Café De Olla / Mexican Coffee

Irma | mycreativekneads
by Irma | mycreativekneads
8 Cups
30 min

Seriously if you enjoy coffee, YOU will love CAFÉ DE OLLA 🇲🇽 whether you’re a coffee drinker or not. It’s a cozy aromatic & flavorful coffee that dates back to the early 1900’s during the Mexican revolution. It almost has a consistency of a tea. You won’t need any creamers either because the warm fall spices that are used to make it give it such a wonderful flavor. The authentic version didn’t have creamer but if you prefer it, go ahead and add it. I do not think it’s necessary because it’s very flavorful on its own. It’s sweetened with pilonsillo, an unrefined cane sugar & it’s made in an Olla de Barro, a Mexican clay pot but if you don’t have one, use a regular saucepan, large enough to fit 8 cups of water.

This is a very nostalgic drink for me and brings back some wonderful childhood memories. The Olla de Barro I have was handed down to me by my dad 💙 but if you want one of your own, you can typically find them in Mexican grocery stores. I hope you give this simple but delicious drink a try, it’s perfect for a cold day.

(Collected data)
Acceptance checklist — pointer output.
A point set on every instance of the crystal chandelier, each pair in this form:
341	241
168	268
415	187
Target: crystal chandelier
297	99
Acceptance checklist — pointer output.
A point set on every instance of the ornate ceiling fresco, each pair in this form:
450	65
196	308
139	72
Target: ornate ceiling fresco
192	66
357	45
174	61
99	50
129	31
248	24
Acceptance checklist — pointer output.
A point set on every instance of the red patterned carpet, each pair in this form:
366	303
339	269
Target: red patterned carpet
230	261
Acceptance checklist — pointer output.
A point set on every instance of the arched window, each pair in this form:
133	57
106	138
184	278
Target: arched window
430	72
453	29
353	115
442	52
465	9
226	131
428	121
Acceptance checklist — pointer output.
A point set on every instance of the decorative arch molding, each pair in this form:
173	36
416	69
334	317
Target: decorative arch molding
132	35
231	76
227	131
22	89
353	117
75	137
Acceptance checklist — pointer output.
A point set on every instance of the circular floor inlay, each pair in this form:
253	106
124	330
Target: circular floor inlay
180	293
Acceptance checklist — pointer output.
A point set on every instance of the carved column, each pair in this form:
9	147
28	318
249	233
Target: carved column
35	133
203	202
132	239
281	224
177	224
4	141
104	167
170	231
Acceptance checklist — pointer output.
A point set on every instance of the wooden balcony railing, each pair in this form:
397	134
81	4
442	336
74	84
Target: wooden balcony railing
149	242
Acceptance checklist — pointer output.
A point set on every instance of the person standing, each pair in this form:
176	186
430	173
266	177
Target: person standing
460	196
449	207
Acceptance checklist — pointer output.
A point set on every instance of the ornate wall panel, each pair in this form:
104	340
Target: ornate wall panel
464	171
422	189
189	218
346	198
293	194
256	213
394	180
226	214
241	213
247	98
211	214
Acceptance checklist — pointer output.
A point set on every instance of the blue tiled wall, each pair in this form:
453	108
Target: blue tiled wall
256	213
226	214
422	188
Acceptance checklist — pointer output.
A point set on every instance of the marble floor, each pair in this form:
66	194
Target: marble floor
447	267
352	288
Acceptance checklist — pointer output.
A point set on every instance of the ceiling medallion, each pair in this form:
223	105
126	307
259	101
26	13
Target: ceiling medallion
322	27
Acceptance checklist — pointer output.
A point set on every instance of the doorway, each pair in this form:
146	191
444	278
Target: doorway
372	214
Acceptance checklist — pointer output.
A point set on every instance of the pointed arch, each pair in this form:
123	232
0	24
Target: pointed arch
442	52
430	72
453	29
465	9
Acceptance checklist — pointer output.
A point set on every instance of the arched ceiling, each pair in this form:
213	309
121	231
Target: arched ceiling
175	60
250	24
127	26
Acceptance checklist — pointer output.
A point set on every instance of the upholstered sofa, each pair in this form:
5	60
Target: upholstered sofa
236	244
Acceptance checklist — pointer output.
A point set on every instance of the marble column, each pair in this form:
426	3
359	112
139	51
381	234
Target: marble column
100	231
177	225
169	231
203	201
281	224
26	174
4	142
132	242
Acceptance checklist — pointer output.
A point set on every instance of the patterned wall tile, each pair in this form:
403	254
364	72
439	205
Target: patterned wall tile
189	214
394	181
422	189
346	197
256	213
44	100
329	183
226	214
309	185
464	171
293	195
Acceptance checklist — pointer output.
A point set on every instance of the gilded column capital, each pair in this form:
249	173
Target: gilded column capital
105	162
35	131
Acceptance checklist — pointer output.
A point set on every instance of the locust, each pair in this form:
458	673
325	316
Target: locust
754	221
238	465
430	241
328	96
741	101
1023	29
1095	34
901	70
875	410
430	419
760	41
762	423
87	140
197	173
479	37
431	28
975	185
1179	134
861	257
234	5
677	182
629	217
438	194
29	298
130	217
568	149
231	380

● Problem requirements
Please state what the Café De Olla recipe above says piloncillo is.

● Answer to this problem
An unrefined cane sugar.